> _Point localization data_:
# # # #

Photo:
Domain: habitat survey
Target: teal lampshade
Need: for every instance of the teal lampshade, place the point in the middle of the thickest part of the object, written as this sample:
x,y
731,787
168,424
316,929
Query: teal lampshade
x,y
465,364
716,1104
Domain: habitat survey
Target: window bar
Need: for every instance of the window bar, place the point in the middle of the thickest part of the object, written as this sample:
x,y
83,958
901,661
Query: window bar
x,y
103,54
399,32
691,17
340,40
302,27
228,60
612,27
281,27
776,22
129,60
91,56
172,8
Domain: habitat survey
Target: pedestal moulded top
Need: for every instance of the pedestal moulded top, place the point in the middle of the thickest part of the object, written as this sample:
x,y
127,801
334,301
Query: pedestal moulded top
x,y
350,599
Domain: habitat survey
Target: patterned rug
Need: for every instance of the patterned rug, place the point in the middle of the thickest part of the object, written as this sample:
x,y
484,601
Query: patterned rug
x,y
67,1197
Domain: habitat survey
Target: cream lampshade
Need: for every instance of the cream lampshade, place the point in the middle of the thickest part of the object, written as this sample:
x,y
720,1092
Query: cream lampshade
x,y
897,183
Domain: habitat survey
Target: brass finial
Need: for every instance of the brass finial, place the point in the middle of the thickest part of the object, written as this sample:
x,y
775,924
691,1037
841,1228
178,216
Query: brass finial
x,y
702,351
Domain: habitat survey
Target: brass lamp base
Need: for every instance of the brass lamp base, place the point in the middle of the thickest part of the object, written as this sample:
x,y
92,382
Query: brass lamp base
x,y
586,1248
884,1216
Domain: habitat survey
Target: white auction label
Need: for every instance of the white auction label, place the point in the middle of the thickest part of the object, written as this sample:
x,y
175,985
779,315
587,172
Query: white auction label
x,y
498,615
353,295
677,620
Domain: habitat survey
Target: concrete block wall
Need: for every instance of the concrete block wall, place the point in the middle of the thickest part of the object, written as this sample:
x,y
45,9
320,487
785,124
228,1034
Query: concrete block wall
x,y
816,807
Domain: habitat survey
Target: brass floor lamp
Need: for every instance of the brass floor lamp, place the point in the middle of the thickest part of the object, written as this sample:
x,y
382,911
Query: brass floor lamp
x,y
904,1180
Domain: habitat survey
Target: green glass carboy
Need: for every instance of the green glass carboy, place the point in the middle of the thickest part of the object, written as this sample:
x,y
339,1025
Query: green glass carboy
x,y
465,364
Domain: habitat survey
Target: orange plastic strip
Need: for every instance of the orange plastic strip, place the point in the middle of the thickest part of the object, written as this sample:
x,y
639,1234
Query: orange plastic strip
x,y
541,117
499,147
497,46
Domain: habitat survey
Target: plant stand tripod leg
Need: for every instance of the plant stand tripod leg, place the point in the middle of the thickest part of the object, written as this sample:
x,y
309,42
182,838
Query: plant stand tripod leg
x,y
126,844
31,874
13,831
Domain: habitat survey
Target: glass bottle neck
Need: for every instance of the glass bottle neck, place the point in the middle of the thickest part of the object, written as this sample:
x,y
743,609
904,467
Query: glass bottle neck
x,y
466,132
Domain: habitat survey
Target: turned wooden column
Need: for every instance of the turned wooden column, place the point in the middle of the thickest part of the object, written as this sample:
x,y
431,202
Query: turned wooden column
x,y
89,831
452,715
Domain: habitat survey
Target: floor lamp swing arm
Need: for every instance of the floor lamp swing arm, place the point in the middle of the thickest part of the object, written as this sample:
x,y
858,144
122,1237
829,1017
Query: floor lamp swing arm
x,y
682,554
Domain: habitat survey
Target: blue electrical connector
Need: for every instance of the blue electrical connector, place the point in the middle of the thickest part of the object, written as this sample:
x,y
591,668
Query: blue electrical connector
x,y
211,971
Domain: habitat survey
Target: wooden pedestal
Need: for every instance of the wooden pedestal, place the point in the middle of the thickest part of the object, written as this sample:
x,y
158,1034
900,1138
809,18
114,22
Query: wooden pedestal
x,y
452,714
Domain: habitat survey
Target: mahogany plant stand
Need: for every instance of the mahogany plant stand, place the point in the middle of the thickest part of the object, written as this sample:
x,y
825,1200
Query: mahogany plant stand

# # # #

> _What is needed_:
Give back precisely the lines above that start at the line containing "Query: patterned rug" and end at the line containing "Target: brass floor lamp", inclusive. No other lines belong in the output.

> _Result_:
Query: patterned rug
x,y
67,1197
Domain: habitat survey
Target: cream lampshade
Need: for every instance of the cream lampshade, place the point in the middle of the thickest part of the object, written as this sample:
x,y
720,1092
Query: cream lampshade
x,y
897,183
Domain: habitat survey
Target: brass finial
Need: for every instance of the brass finial, place the point in the middle of the thickest part of the object, written as this sample:
x,y
775,924
691,1037
841,1228
178,216
Query: brass finial
x,y
702,351
Domain: habitat survey
Target: brass lamp base
Need: for every instance of the brass lamp base, place the point in the middle of the thickest part of the object, written as this sample:
x,y
92,382
Query: brass lamp base
x,y
586,1248
884,1216
Domain: habitat survey
Target: white auction label
Need: for every instance of the white auction label, place the point in the middle of the thickest part of the object, written as this sample:
x,y
175,985
779,315
587,172
Query: white auction label
x,y
498,615
353,295
677,620
Domain: habitat survey
Target: concrete block wall
Need: for every instance of the concrete block wall, place the point in the middle of the thickest part of the object, written as this sample:
x,y
45,9
320,487
785,124
228,1034
Query: concrete block wall
x,y
816,807
Domain: habitat survey
Target: brass floor lamp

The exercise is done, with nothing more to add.